··· Task material

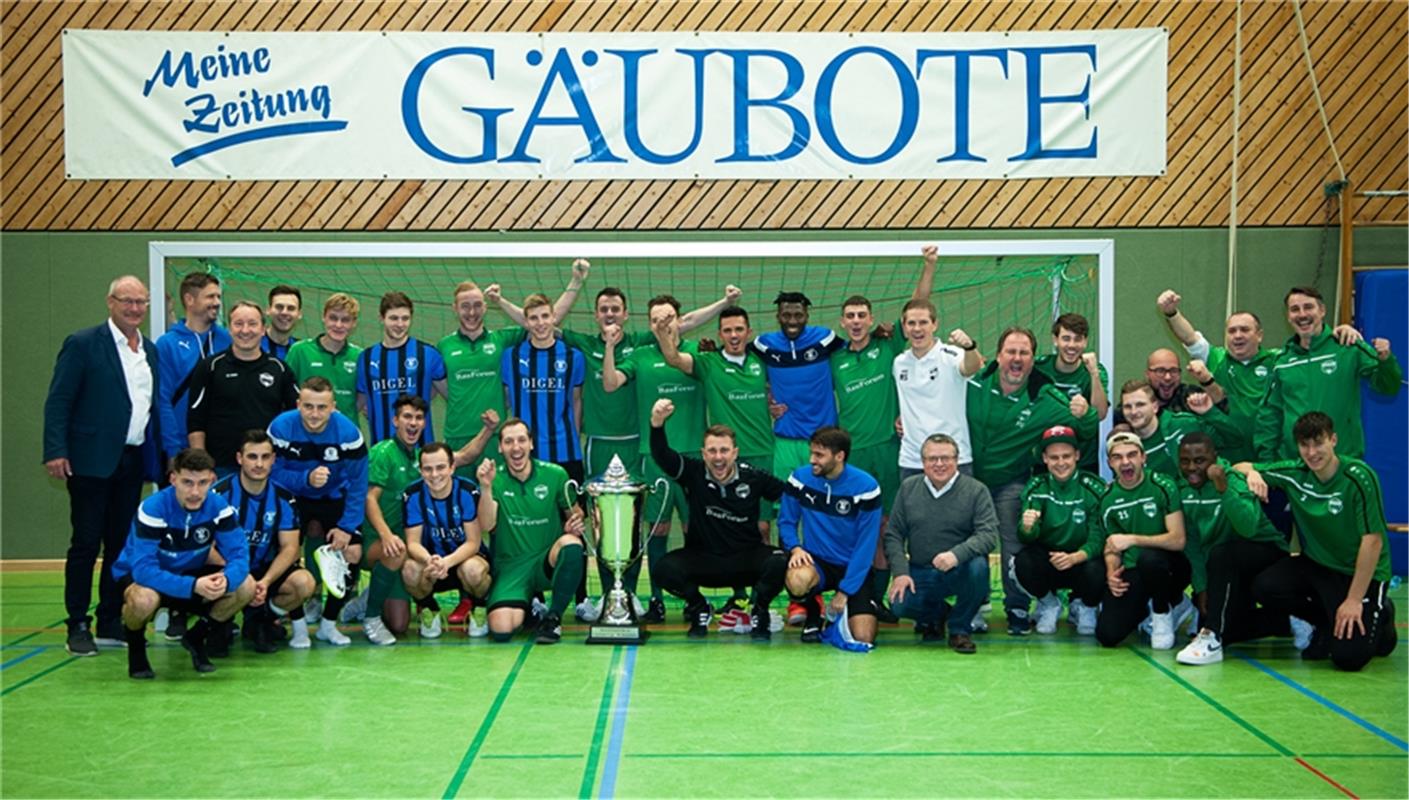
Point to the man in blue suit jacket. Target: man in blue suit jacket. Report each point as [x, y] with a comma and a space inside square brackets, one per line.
[97, 417]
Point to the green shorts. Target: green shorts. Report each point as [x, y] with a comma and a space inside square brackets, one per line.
[596, 457]
[882, 462]
[491, 452]
[517, 580]
[661, 499]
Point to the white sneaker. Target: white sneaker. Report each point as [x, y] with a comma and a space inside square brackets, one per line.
[430, 624]
[1049, 610]
[299, 637]
[333, 568]
[475, 628]
[376, 633]
[588, 610]
[1085, 617]
[355, 609]
[1205, 648]
[329, 633]
[1161, 631]
[1185, 611]
[1302, 633]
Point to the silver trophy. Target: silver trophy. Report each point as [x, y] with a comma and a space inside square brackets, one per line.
[615, 502]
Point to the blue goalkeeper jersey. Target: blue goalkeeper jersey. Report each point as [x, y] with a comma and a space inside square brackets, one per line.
[441, 521]
[261, 516]
[840, 519]
[385, 373]
[338, 447]
[169, 544]
[799, 376]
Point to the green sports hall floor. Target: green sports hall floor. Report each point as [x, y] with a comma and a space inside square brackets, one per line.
[1036, 717]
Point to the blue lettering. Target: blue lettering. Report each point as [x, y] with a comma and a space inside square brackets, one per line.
[562, 69]
[963, 72]
[802, 130]
[909, 106]
[1036, 100]
[631, 64]
[412, 114]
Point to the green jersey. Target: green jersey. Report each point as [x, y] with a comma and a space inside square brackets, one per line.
[530, 511]
[606, 414]
[392, 468]
[309, 358]
[1212, 519]
[472, 382]
[1320, 378]
[653, 379]
[1163, 445]
[1074, 383]
[1006, 428]
[1244, 383]
[736, 395]
[1070, 513]
[1139, 510]
[1333, 516]
[864, 382]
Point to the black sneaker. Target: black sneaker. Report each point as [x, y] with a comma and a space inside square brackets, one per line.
[550, 630]
[1387, 638]
[1019, 624]
[195, 644]
[217, 641]
[699, 619]
[175, 626]
[761, 631]
[81, 641]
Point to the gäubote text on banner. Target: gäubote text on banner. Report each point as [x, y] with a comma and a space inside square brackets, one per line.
[192, 104]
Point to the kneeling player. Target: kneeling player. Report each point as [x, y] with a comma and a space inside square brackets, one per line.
[443, 542]
[537, 535]
[722, 545]
[839, 509]
[265, 513]
[1061, 535]
[168, 562]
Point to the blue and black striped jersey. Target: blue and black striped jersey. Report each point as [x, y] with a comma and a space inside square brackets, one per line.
[262, 516]
[385, 373]
[540, 386]
[441, 521]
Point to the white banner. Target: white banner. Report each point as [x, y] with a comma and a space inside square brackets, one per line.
[183, 104]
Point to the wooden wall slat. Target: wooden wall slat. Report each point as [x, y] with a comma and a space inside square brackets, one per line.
[1357, 47]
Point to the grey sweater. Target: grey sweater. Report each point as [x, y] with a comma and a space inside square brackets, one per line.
[922, 526]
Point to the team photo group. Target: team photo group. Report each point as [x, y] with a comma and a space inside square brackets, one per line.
[829, 464]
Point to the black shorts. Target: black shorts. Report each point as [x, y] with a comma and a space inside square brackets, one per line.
[193, 604]
[830, 578]
[326, 511]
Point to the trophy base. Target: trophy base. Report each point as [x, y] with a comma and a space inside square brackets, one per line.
[633, 634]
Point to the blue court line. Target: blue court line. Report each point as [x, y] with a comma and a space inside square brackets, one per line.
[1346, 713]
[619, 714]
[26, 657]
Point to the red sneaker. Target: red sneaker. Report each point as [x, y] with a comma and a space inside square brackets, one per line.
[461, 611]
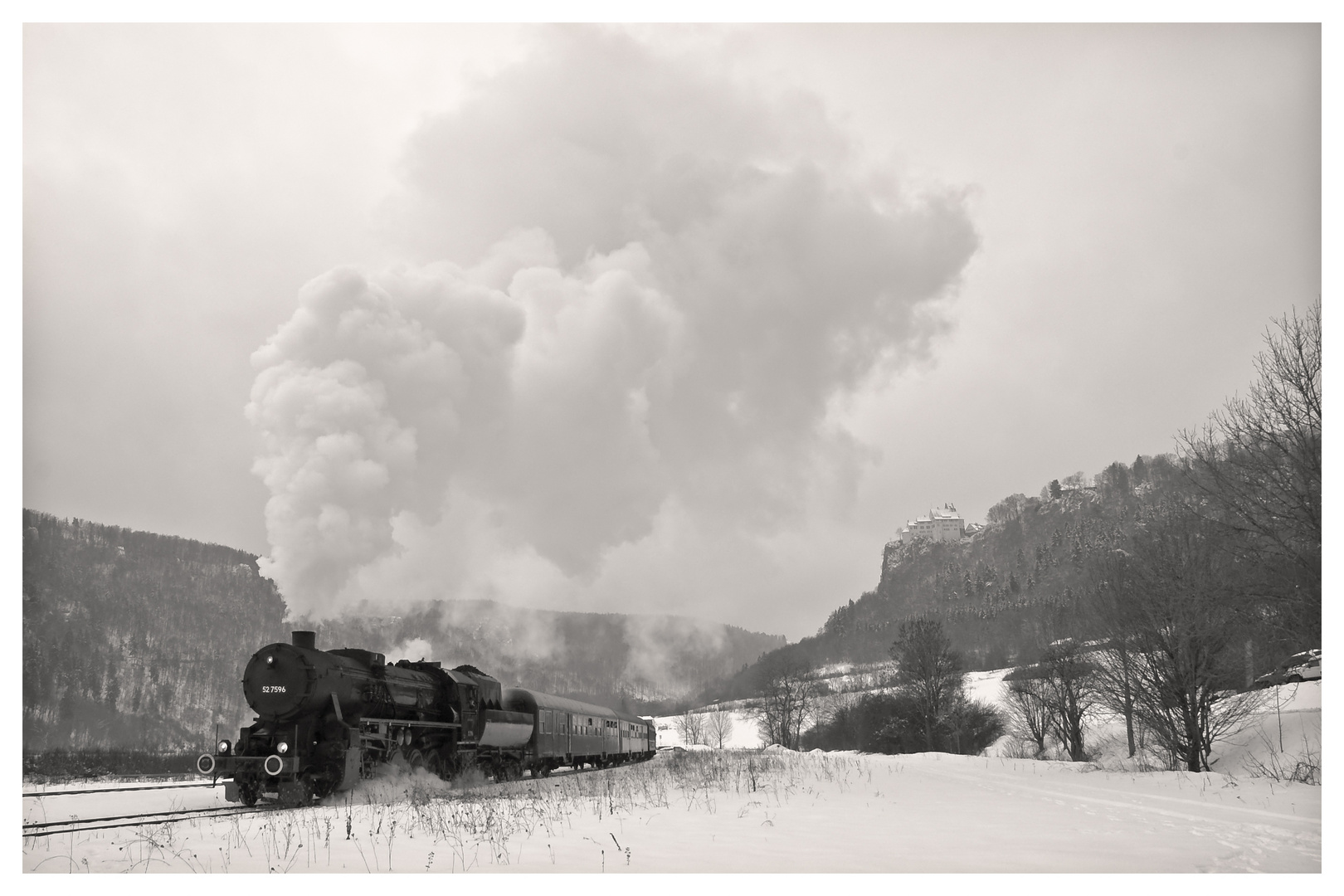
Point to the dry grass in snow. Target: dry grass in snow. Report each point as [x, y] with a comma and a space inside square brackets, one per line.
[767, 811]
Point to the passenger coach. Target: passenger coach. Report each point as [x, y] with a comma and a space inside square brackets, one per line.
[569, 733]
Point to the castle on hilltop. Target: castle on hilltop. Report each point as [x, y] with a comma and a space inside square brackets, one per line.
[940, 525]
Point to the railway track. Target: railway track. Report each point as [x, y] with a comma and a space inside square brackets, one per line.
[110, 822]
[78, 825]
[112, 790]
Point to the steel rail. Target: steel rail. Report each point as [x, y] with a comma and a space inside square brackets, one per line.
[113, 790]
[77, 825]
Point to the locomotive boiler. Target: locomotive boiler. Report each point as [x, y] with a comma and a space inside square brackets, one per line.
[329, 718]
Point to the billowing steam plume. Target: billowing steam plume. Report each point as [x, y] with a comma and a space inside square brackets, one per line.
[659, 281]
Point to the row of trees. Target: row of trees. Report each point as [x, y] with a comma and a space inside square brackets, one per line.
[1214, 578]
[925, 709]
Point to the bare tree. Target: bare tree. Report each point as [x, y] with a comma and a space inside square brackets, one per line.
[928, 670]
[1259, 464]
[789, 698]
[1070, 692]
[1112, 610]
[1185, 620]
[1029, 709]
[691, 727]
[718, 727]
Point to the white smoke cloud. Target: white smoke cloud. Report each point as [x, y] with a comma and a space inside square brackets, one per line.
[659, 282]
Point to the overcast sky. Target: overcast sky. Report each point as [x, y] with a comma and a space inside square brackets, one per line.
[652, 320]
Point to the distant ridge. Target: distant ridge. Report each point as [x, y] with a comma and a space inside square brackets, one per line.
[139, 640]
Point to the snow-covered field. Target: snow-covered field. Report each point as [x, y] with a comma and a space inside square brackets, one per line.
[1287, 730]
[747, 809]
[771, 811]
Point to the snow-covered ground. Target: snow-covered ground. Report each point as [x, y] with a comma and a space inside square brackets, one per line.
[747, 809]
[1288, 730]
[771, 811]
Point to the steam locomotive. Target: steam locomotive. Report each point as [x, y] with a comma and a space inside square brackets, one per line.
[329, 718]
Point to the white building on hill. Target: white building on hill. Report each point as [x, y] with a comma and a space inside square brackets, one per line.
[941, 525]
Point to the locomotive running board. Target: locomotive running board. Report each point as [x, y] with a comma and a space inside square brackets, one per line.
[411, 723]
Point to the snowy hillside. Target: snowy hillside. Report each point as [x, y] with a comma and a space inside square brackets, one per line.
[1287, 730]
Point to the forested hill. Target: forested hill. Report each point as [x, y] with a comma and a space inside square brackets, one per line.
[132, 638]
[1001, 592]
[139, 640]
[1022, 582]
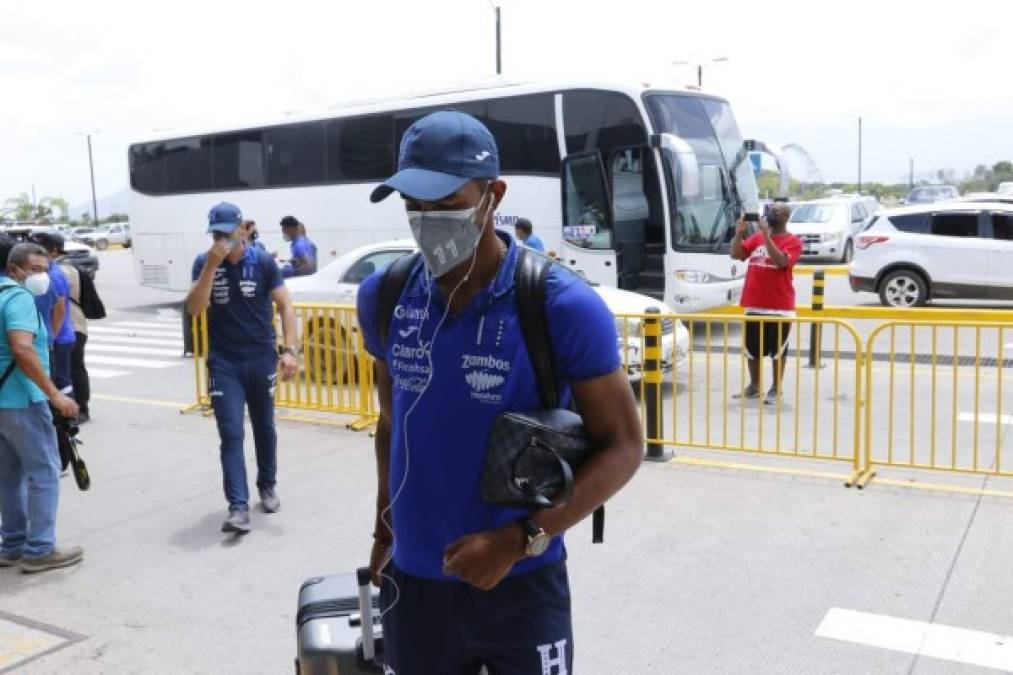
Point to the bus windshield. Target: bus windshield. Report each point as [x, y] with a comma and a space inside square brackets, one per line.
[705, 221]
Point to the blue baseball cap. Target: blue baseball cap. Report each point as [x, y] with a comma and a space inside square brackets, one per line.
[440, 153]
[224, 217]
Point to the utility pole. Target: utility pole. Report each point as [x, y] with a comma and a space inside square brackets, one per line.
[700, 66]
[91, 170]
[499, 68]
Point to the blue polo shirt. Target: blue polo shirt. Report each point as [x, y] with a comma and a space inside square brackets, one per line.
[303, 250]
[45, 304]
[480, 369]
[240, 316]
[18, 312]
[534, 242]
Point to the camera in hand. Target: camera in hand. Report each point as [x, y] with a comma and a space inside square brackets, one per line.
[67, 440]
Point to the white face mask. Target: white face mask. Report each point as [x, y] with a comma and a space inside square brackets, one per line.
[36, 284]
[447, 238]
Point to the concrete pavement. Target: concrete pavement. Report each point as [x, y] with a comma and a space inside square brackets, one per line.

······

Prompt:
Pictures are excluded; output everything else in the data verbatim.

Output for this task:
Point to the man in blue suit jacket. Target: man in blue suit jacket. Report each point as [x, y] with a comma and a space inside square brackets, one per line.
[97, 417]
Point to the green shorts. Target: green shorts. Report each point as [x, y] with a comma and a space inside square brackets, one per line.
[596, 457]
[882, 462]
[491, 452]
[517, 580]
[661, 499]
Point to the white sneaker. Target: white sneaker. Report each point as [x, y] with a comma and a space inside square brackets, one per line.
[430, 624]
[1049, 610]
[299, 637]
[333, 568]
[475, 628]
[376, 633]
[588, 610]
[1085, 617]
[355, 609]
[1205, 648]
[329, 633]
[1161, 631]
[1185, 611]
[1302, 633]
Point to the silver trophy. Target: silver trophy. Report each point as [x, y] with a comma and a space inside square brackets, one per line.
[615, 502]
Point to the blue goalkeeper jersey. Target: blue goalkeeper jersey. Report each point as [x, y] with a comma and a space inside square brackets, one per line.
[441, 521]
[261, 516]
[840, 519]
[385, 373]
[338, 447]
[169, 544]
[799, 376]
Point to the green sports hall floor. Target: green sports hall floor. Report each point as [x, y] with a comma and a space inside square brackets, one per line.
[1036, 717]
Point to the blue lettering. Target: blue lettering. Report each point as [x, y] with a comma and a space inside square brackets, one per line.
[562, 69]
[963, 72]
[802, 130]
[909, 106]
[1036, 100]
[631, 64]
[412, 114]
Point to the green jersey. Target: green jersey. Report each point as [x, y] with a comma and a space inside square brackets, one per line.
[530, 511]
[606, 414]
[392, 468]
[309, 358]
[1212, 519]
[472, 382]
[1320, 378]
[653, 379]
[1163, 445]
[1074, 383]
[1006, 428]
[1244, 383]
[736, 395]
[1070, 513]
[1139, 510]
[1333, 516]
[864, 382]
Point to the black sneaker. Target: black sneaker. Report each point as [x, y] with a comma and a space inside square brackets, one per line.
[550, 630]
[1387, 638]
[1019, 624]
[195, 644]
[217, 641]
[699, 619]
[175, 626]
[761, 631]
[81, 641]
Point to the gäubote text on banner. Target: gäubote text on banner. Report each point as [x, y] with a comma and a space inside square brackets, one per line.
[192, 104]
Point to the kneeling player. Target: kneeling player. Report each point as [x, y] with a comma and a space inside square brackets, one per line.
[443, 542]
[537, 535]
[722, 545]
[839, 509]
[265, 513]
[1061, 535]
[168, 562]
Point to the blue and black striped jersey. Target: blue and black striped jersey. Report each point as [x, y] with a comma and a space inside square brackets, one per line.
[262, 516]
[385, 373]
[540, 386]
[441, 521]
Point to the white banner. Target: white banner. Report each point as [x, y] with a comma and a space inside square brackets, one per line.
[183, 104]
Point to the wooden wall slat. Target: wooden wall slat. Report each point as [x, y] with a comma and a space inside square brackets, one per line.
[1357, 47]
Point to the grey sweater. Target: grey sweater. Report each point as [x, y] with a comma and a space inside square brackets, one per line.
[922, 526]
Point to the team photo group. Target: team photo group. Report each point as [x, y] with a comma and a space inside square brackets, one per line.
[829, 464]
Point to the black shorts. Target: black shorts. Report each point as [x, y] with a comma and a space inside square brackets, one per line.
[193, 604]
[830, 578]
[326, 511]
Point to the trophy base. Target: trophy base. Report each point as [x, y] with a comma and a space inside square brackets, one per line.
[633, 634]
Point to the blue court line. Target: blue court line. Report each point as [x, y] with a comma and a space inside square brackets, one per line.
[1346, 713]
[619, 714]
[26, 657]
Point to the red sneaker. Target: red sneaker. Report each point as [x, y] with a comma and a space inside square brackets, one per line.
[461, 611]
Point to the dry grass in snow. Target: dry grass in snow. Report each point as [x, y] with a comma and a space inside square brackets, one per line.
[767, 811]
Point to the passenger coach. Target: passenger coach. Report each point as [x, y] with a comma and a space inside square brackets, one per line.
[569, 733]
Point to the castle on hilltop. Target: castle on hilltop. Report each point as [x, y] with a comma and a space inside square brackets, one per line.
[940, 525]
Point to the railway track. Target: railway track. Report each point as [x, y] with a comma and a space inside square brackets, one per line.
[110, 822]
[78, 825]
[112, 790]
Point to the steel rail. Target: steel rail. Report each point as [x, y] with a comma and a space inside square brackets, one per line.
[113, 790]
[77, 825]
Point to the locomotive boiler. Target: locomotive boiler. Report each point as [x, y] with a comma and a space inside square brackets, one per line.
[329, 718]
Point to the billowing steam plume. Target: billowing steam plume. Report each point as [x, y] with a comma and a space inside square brackets, one per line.
[659, 281]
Point to the row of trees. Target: row of trees. Report each point as [x, y] with a comma and a space inside square brackets, one per line.
[1214, 578]
[925, 709]
Point to the bare tree. Target: bare tree. Report each point as [x, y] with a comma and a space inside square brackets, one per line.
[928, 670]
[1259, 464]
[789, 698]
[1070, 692]
[1112, 610]
[1185, 620]
[1029, 709]
[691, 727]
[718, 727]
Point to the white smoke cloud. Target: white smoke cloud. Report each point as [x, y] with a comma and a space inside square brackets, one per line.
[659, 282]
Point to the overcast sky. Target: overcast sky. Report each point as [x, y] with a comma and a space inside square brackets, one per line.
[652, 320]
Point to the distant ridge. Target: distant ridge. Report each point as [x, y] with a comma and a space inside square brackets, one per line.
[139, 640]
Point to the snow-covered field. Target: snow-covered field. Report each point as [x, y] with a comma and a space inside square brackets, one per line.
[1287, 730]
[747, 809]
[771, 811]
Point to the snow-covered ground. Target: snow-covered ground. Report each point as [x, y] with a comma and a space inside square brackets, one per line.
[747, 809]
[1288, 730]
[771, 811]
Point to the steam locomotive. Target: steam locomotive. Report each point as [x, y] with a comma and a space inside square brackets, one per line.
[329, 718]
Point to the white building on hill. Target: white building on hill. Report each point as [x, y] with a comma and a space inside square brackets, one per line.
[941, 525]
Point to the locomotive running board. Target: locomotive running board. Report each point as [x, y] with a comma and a space inside square brackets, one per line.
[411, 723]
Point to the snowy hillside. Target: snowy hillside. Report each point as [x, y] with a comma and a space inside square brackets, one per line.
[1287, 730]
Point to the forested hill. Target: forested hill. Report each point as [x, y] with a comma and a space inside square brackets, one per line.
[132, 638]
[1001, 592]
[139, 640]
[1022, 582]
Point to the bus windshield. Target: bus windshield. Report each point as [x, y] with a comma and a space inside square brackets, one per line.
[705, 221]
Point to the blue baseball cap. Target: blue baseball cap. Report each point as [x, y] with a comma and a space inside square brackets, one per line.
[440, 153]
[224, 217]
Point to the utility pole. Target: utility pole. Report each point as [x, y] with a comma and a space inside square brackets, one per line.
[700, 66]
[91, 170]
[499, 68]
Point to the blue polo shirt. Target: blue polo shirt. Report each point as [x, y] with a comma and a space inside square brackets, one per line.
[303, 250]
[45, 304]
[480, 369]
[240, 316]
[18, 312]
[534, 242]
Point to the camera in hand. Target: camera in hand. Report each point as [x, y] with a comma and a space inside square brackets, one per line.
[67, 440]
Point to the white face mask. Target: white face mask. Report each point as [x, y] with a comma and a space inside square brackets, one per line.
[36, 284]
[447, 238]
Point to the concrete pavement. Target: concrete pavement. Report each point as [x, y] with a comma and a space inside square brackets, one per line.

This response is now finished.